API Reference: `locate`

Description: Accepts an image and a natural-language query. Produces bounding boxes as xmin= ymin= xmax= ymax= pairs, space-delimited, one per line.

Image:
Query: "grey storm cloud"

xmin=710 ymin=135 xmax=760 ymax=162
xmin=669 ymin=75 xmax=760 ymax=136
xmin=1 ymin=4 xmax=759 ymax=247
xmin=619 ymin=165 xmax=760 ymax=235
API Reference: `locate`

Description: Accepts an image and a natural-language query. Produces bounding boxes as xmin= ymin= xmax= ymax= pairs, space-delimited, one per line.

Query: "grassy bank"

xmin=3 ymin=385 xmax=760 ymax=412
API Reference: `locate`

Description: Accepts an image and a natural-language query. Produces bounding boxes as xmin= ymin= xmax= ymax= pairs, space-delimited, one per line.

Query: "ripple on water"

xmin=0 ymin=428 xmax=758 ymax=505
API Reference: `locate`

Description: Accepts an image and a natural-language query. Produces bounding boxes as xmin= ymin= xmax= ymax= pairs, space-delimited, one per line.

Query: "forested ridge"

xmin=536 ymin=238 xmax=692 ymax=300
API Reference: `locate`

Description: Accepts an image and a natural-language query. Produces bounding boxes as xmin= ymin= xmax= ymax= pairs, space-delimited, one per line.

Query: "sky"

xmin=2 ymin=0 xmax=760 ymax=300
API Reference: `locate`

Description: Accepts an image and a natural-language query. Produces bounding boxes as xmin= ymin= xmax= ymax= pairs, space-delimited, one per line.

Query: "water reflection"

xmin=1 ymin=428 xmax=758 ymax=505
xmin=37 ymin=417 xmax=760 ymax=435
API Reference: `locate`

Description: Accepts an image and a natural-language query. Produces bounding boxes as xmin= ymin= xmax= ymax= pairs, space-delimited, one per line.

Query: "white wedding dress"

= WHAT YOU HAVE TO DO =
Reproduce the records above in full, without altering a single character.

= OUTPUT OF THE EXERCISE =
API Reference: `locate`

Description: Accepts an image and a natural-language query. Produces bounding boxes as xmin= ymin= xmax= ymax= pairs, space-delimited, one per line.

Image:
Query: "grey storm cloud"

xmin=710 ymin=135 xmax=760 ymax=162
xmin=669 ymin=75 xmax=760 ymax=136
xmin=1 ymin=4 xmax=759 ymax=247
xmin=619 ymin=165 xmax=760 ymax=235
API Reference: `locate`

Description: Accepts an image and a natural-language query. Produces bounding boxes as xmin= ymin= xmax= ymax= pairs, space-delimited, one per line.

Query: "grassy bank"

xmin=3 ymin=385 xmax=760 ymax=412
API Reference: `locate`

Description: Accepts an image and a natural-language query. Produces bounding boxes as xmin= ymin= xmax= ymax= pairs, space-delimited, one per line.

Query: "ripple on water"

xmin=0 ymin=428 xmax=758 ymax=505
API Reference: `locate`

Description: Accepts an image and a natural-language query. Produces bounding boxes as xmin= ymin= xmax= ymax= pairs, space-delimited, one per line.

Query: "forested ridge"

xmin=536 ymin=238 xmax=692 ymax=300
API Reference: `locate`

Description: Accepts an image and a natural-language query. Produces bounding boxes as xmin= ymin= xmax= ymax= pairs, space-delimited, one per line.

Query: "sky"

xmin=2 ymin=0 xmax=760 ymax=300
API Reference: `locate`

Description: Accepts an image and a natural-language query. Produces bounding boxes as xmin= ymin= xmax= ymax= pairs, space-delimited, one per line.

Query: "water reflection"

xmin=1 ymin=428 xmax=758 ymax=505
xmin=37 ymin=417 xmax=760 ymax=435
API Reference: `locate`

Description: Accepts an image and a natural-language query. Produces bounding boxes as xmin= ymin= xmax= ymax= pairs, space-delimited, one per line.

Query: "white wedding dress"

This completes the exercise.